Your instructions: Rewrite the listing below with "instance" changed to "occurrence" everywhere, keeping everything else the same. Leave the pictures out of your answer.
※
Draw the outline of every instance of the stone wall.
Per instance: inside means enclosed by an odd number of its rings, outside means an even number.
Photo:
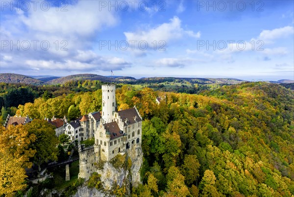
[[[94,146],[83,148],[79,146],[79,178],[88,180],[95,170],[95,153]]]

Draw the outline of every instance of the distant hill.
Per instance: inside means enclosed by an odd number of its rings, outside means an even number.
[[[290,84],[292,83],[294,83],[294,80],[291,80],[290,79],[281,79],[280,80],[278,80],[278,82],[281,84]]]
[[[42,78],[49,78],[49,77],[57,77],[56,76],[53,76],[53,75],[26,75],[28,77],[31,77],[32,78],[35,78],[35,79],[42,79]]]
[[[25,84],[34,85],[44,84],[44,83],[37,79],[28,77],[25,75],[14,73],[0,74],[0,82],[7,83]]]
[[[41,80],[43,82],[47,82],[49,81],[53,80],[53,79],[59,79],[60,78],[60,77],[52,76],[52,77],[44,77],[44,78],[39,78],[39,80]]]
[[[186,77],[148,77],[142,78],[134,81],[134,83],[152,83],[175,82],[178,83],[189,82],[191,84],[237,84],[245,81],[234,78],[196,78]]]
[[[111,82],[117,81],[115,79],[111,79],[108,77],[95,74],[78,74],[76,75],[69,75],[66,77],[61,77],[53,79],[47,82],[49,84],[63,84],[70,81],[75,80],[99,80],[103,82]]]

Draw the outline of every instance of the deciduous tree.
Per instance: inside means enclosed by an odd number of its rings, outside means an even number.
[[[36,150],[33,162],[38,165],[41,171],[41,165],[48,161],[57,160],[58,143],[54,127],[45,120],[34,119],[25,125],[29,134],[34,134],[37,138],[30,147]]]
[[[25,168],[31,167],[29,159],[36,153],[29,145],[36,139],[23,125],[0,127],[0,196],[12,196],[25,187]]]

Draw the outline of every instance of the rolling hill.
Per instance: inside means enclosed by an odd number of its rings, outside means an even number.
[[[103,82],[117,81],[115,79],[95,74],[78,74],[76,75],[69,75],[66,77],[50,80],[48,81],[47,83],[49,84],[63,84],[70,81],[80,80],[99,80]]]
[[[14,73],[0,74],[0,82],[15,84],[26,84],[35,85],[44,84],[44,83],[37,79],[25,75]]]

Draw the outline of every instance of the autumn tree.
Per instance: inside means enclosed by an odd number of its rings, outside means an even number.
[[[29,158],[36,153],[29,146],[36,139],[23,125],[0,127],[0,196],[25,187],[25,168],[31,167]]]
[[[25,125],[25,127],[29,134],[34,134],[37,138],[30,147],[36,151],[33,160],[38,165],[40,172],[43,163],[57,160],[58,152],[56,145],[58,140],[55,135],[55,128],[47,121],[39,119],[33,120]]]
[[[176,197],[186,197],[189,196],[190,192],[185,185],[185,177],[181,174],[178,168],[172,166],[169,169],[167,175],[167,188],[169,193]]]
[[[216,176],[213,172],[206,170],[199,184],[199,187],[202,189],[202,195],[204,197],[223,196],[215,187]]]
[[[74,105],[72,105],[69,108],[67,117],[69,120],[74,120],[75,118],[79,117],[81,112],[78,107],[75,107]]]
[[[185,155],[181,172],[188,185],[190,185],[196,181],[197,178],[199,177],[199,167],[200,164],[196,155],[188,154]]]

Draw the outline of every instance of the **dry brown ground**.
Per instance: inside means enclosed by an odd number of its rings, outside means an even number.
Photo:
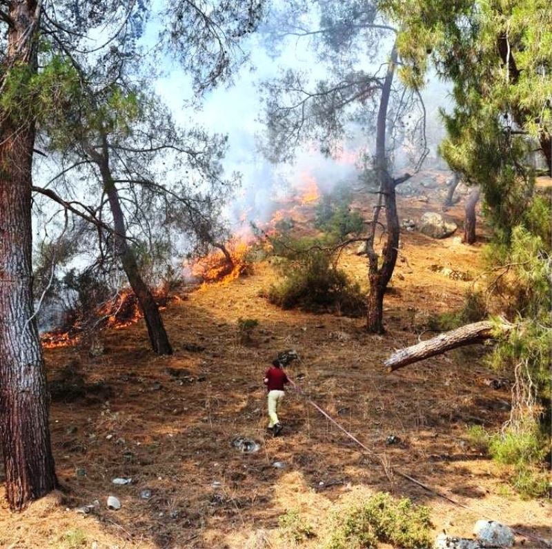
[[[429,209],[440,208],[437,201],[401,200],[402,218]],[[462,210],[447,214],[460,219]],[[475,521],[486,515],[551,537],[549,502],[506,495],[504,473],[465,442],[467,424],[480,421],[497,429],[508,416],[507,390],[483,383],[493,375],[483,364],[481,348],[395,375],[384,372],[389,353],[416,341],[428,315],[459,307],[471,284],[431,266],[474,274],[482,270],[480,243],[464,246],[458,237],[403,236],[404,260],[386,300],[384,336],[367,335],[362,319],[282,311],[268,304],[259,297],[275,277],[265,262],[250,277],[195,291],[164,311],[172,357],[159,358],[149,350],[141,321],[103,333],[106,352],[95,359],[78,348],[47,350],[51,379],[72,363],[87,383],[100,381],[109,395],[104,390],[52,403],[61,492],[19,515],[3,503],[0,547],[69,549],[94,542],[119,549],[288,547],[275,533],[286,509],[298,508],[322,534],[329,528],[328,513],[344,498],[375,490],[428,505],[435,533],[446,529],[470,535]],[[342,264],[364,279],[364,259],[351,252]],[[239,317],[259,321],[250,346],[239,343]],[[189,343],[205,350],[186,350]],[[263,372],[277,352],[288,348],[302,359],[289,368],[290,375],[303,374],[303,387],[313,399],[380,459],[475,510],[386,472],[291,392],[282,410],[285,436],[267,437]],[[167,368],[186,370],[193,379],[179,379]],[[386,445],[390,435],[400,443]],[[260,451],[236,451],[230,442],[238,435],[258,441]],[[276,460],[286,468],[274,468]],[[77,475],[80,468],[86,476]],[[114,486],[115,477],[132,477],[132,483]],[[215,481],[220,488],[212,487]],[[152,493],[148,501],[139,497],[146,488]],[[121,499],[120,510],[106,509],[109,495]],[[90,515],[75,512],[95,499],[100,506]],[[319,544],[315,539],[305,546]]]

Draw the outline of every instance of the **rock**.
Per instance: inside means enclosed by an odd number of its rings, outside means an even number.
[[[121,508],[121,502],[118,498],[115,496],[109,496],[108,497],[108,509],[111,509],[113,511],[117,511]]]
[[[132,479],[121,479],[119,477],[117,477],[116,479],[113,479],[111,482],[113,484],[118,484],[119,486],[123,486],[124,484],[130,484],[132,481]]]
[[[90,344],[88,355],[93,358],[95,357],[101,357],[104,352],[103,343],[99,339],[95,339]]]
[[[237,437],[234,439],[232,441],[232,446],[244,454],[254,454],[261,448],[261,446],[254,440],[247,439],[245,437]]]
[[[507,389],[509,386],[508,380],[504,377],[487,378],[483,380],[483,383],[493,389]]]
[[[422,179],[420,183],[426,189],[436,189],[439,186],[439,183],[431,177]]]
[[[140,499],[149,499],[151,497],[151,490],[149,488],[144,488],[140,490]]]
[[[435,212],[426,212],[418,223],[420,232],[437,239],[451,236],[457,228],[456,223],[446,221],[441,214]]]
[[[481,547],[512,547],[515,541],[511,529],[495,521],[477,521],[473,534]]]
[[[367,243],[368,243],[366,241],[360,243],[355,252],[357,255],[366,255],[368,253]]]
[[[282,366],[287,366],[290,364],[294,360],[299,360],[299,355],[297,352],[293,349],[288,349],[285,351],[282,351],[278,353],[276,357]]]
[[[480,549],[481,546],[473,539],[440,534],[435,539],[433,548],[434,549]]]

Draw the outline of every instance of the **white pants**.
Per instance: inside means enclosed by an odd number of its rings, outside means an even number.
[[[285,394],[284,391],[278,391],[276,390],[268,391],[268,417],[270,419],[270,423],[268,423],[269,429],[271,427],[274,427],[276,423],[279,423],[276,412],[278,410],[278,404],[284,398]]]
※
Result for this task:
Draw the outline of every occurrence of the stone wall.
Per occurrence: inside means enclosed by an odd number of its rings, outside means an even number.
Photo:
[[[94,146],[83,148],[79,146],[79,178],[88,180],[95,170],[95,153]]]

Draw the outline of every occurrence of the distant hill.
Per occurrence: inside means enclosed by an odd number of its rings, outside means an even number.
[[[290,84],[292,83],[294,83],[294,80],[291,80],[290,79],[281,79],[280,80],[278,80],[278,82],[281,84]]]
[[[42,78],[49,78],[49,77],[57,77],[56,76],[53,76],[53,75],[26,75],[28,77],[31,77],[32,78],[35,78],[35,79],[42,79]]]
[[[25,84],[34,85],[44,84],[44,83],[37,79],[28,77],[25,75],[14,73],[0,74],[0,82],[7,83]]]
[[[41,80],[43,82],[47,82],[49,81],[53,80],[53,79],[59,79],[60,78],[60,77],[52,76],[52,77],[44,77],[44,78],[39,78],[39,80]]]
[[[186,77],[148,77],[142,78],[134,81],[134,83],[152,83],[175,82],[178,83],[189,82],[191,84],[237,84],[245,81],[234,78],[196,78]]]
[[[111,82],[117,81],[115,79],[111,79],[108,77],[95,74],[78,74],[76,75],[69,75],[66,77],[61,77],[53,79],[47,82],[49,84],[63,84],[70,81],[75,80],[99,80],[103,82]]]

Draw the outline of every occurrence of the deciduous tree.
Per occurrence: inside means enclosed by an odd number of its rings, outside means an even number.
[[[36,150],[33,162],[38,165],[41,171],[41,165],[48,161],[57,160],[58,143],[54,127],[45,120],[34,119],[25,125],[29,134],[34,134],[37,138],[30,147]]]
[[[25,168],[31,167],[29,159],[36,153],[29,145],[36,139],[23,125],[0,127],[0,196],[12,196],[25,187]]]

Draw the outline of every occurrence of the rolling hill.
Per occurrence: inside means enclosed by an odd number of its rings, outside means an even number.
[[[103,82],[117,81],[115,79],[95,74],[78,74],[76,75],[69,75],[66,77],[50,80],[48,81],[47,83],[49,84],[63,84],[70,81],[80,80],[99,80]]]
[[[14,73],[0,74],[0,82],[15,84],[26,84],[35,85],[44,84],[44,83],[37,79],[25,75]]]

Draw the outline of every occurrence of the autumn tree.
Per occurrence: inside means enclosed by an odd number of its rings, outside means an even number.
[[[29,158],[36,153],[29,146],[36,139],[23,125],[0,127],[0,196],[25,187],[25,168],[31,167]]]
[[[25,125],[25,127],[29,134],[34,134],[37,138],[30,147],[36,151],[33,160],[38,165],[40,172],[43,163],[57,160],[58,152],[56,145],[58,140],[55,135],[55,128],[47,121],[39,119],[33,120]]]
[[[176,197],[186,197],[189,196],[190,192],[185,185],[185,177],[181,174],[178,168],[172,166],[169,169],[167,175],[167,188],[169,193]]]
[[[216,176],[213,172],[206,170],[199,184],[199,187],[202,189],[202,195],[204,197],[223,196],[215,187]]]
[[[74,105],[72,105],[69,108],[67,117],[69,120],[74,120],[75,118],[79,117],[81,112],[78,107],[75,107]]]
[[[185,155],[181,172],[188,185],[190,185],[196,181],[197,178],[199,177],[199,167],[200,164],[196,155],[188,154]]]

Draw the outline of every occurrence of the **dry brown ground**.
Per occurrence: inside means enclosed by an odd number of its rings, outside means an even number.
Photo:
[[[429,209],[440,208],[437,201],[401,200],[402,218]],[[462,210],[447,214],[460,219]],[[475,521],[486,515],[551,537],[549,502],[506,495],[504,473],[465,442],[467,424],[480,421],[497,429],[508,416],[507,390],[483,383],[493,375],[483,364],[481,348],[395,375],[384,372],[389,353],[416,341],[428,315],[459,307],[471,284],[431,266],[474,274],[482,270],[480,243],[464,246],[458,237],[403,236],[404,260],[386,300],[384,336],[367,335],[362,319],[282,311],[268,304],[259,297],[275,277],[265,262],[250,277],[195,291],[164,311],[172,357],[159,358],[149,350],[141,321],[103,333],[106,352],[95,359],[78,348],[47,350],[51,379],[72,363],[87,383],[100,381],[109,395],[104,390],[52,403],[61,492],[19,515],[3,503],[0,547],[69,549],[94,542],[119,549],[288,547],[275,533],[286,509],[298,508],[322,534],[329,528],[328,513],[344,498],[375,490],[428,505],[435,533],[446,529],[470,535]],[[342,264],[364,279],[364,259],[351,252]],[[239,317],[259,321],[250,346],[239,343]],[[189,343],[205,350],[186,350]],[[263,372],[277,352],[288,348],[302,359],[289,368],[290,375],[303,374],[303,387],[313,399],[380,459],[475,510],[386,472],[291,392],[282,410],[285,436],[267,437]],[[167,368],[186,370],[193,379],[179,379]],[[386,445],[390,435],[400,443]],[[260,451],[236,451],[230,442],[238,435],[258,441]],[[276,460],[286,468],[274,468]],[[77,475],[80,468],[86,476]],[[114,486],[115,477],[132,477],[132,483]],[[215,481],[220,488],[212,487]],[[152,493],[148,501],[139,497],[146,488]],[[121,499],[120,510],[106,509],[109,495]],[[90,515],[75,512],[95,499],[100,506]],[[319,544],[315,539],[305,546]]]

Draw the outline of every occurrence of the **rock**.
Per occurrence: inside means enclosed by an odd number of its rings, outside means an even number.
[[[121,508],[121,502],[118,498],[115,496],[109,496],[108,497],[108,509],[111,509],[113,511],[117,511]]]
[[[132,479],[121,479],[119,477],[117,477],[116,479],[113,479],[111,482],[113,484],[118,484],[119,486],[123,486],[124,484],[130,484],[132,481]]]
[[[90,344],[88,355],[93,358],[95,357],[101,357],[104,352],[103,343],[99,339],[95,339]]]
[[[237,437],[234,439],[232,441],[232,446],[244,454],[254,454],[261,448],[261,446],[254,440],[247,439],[245,437]]]
[[[507,389],[509,386],[508,380],[504,377],[487,378],[483,380],[483,383],[493,389]]]
[[[422,179],[420,183],[426,189],[436,189],[439,186],[439,183],[431,177]]]
[[[140,499],[149,499],[151,497],[151,490],[149,488],[144,488],[140,490]]]
[[[435,212],[426,212],[418,223],[420,232],[437,239],[451,236],[457,228],[456,223],[446,221],[441,214]]]
[[[481,547],[512,547],[515,541],[511,529],[495,521],[477,521],[473,534]]]
[[[367,243],[368,243],[366,241],[360,243],[355,252],[357,255],[366,255],[368,253]]]
[[[282,366],[287,366],[290,364],[294,360],[299,360],[299,355],[297,352],[293,349],[288,349],[285,351],[282,351],[278,353],[276,357]]]
[[[480,549],[481,546],[473,539],[440,534],[435,539],[433,548],[434,549]]]

Draw the outline of every occurrence of the **white pants**.
Per occurrence: inside means enclosed by an odd number of its rings, outside means an even number.
[[[285,394],[284,391],[278,391],[276,390],[268,391],[268,417],[270,419],[270,423],[268,423],[269,429],[271,427],[274,427],[276,423],[279,423],[276,412],[278,410],[278,404],[284,398]]]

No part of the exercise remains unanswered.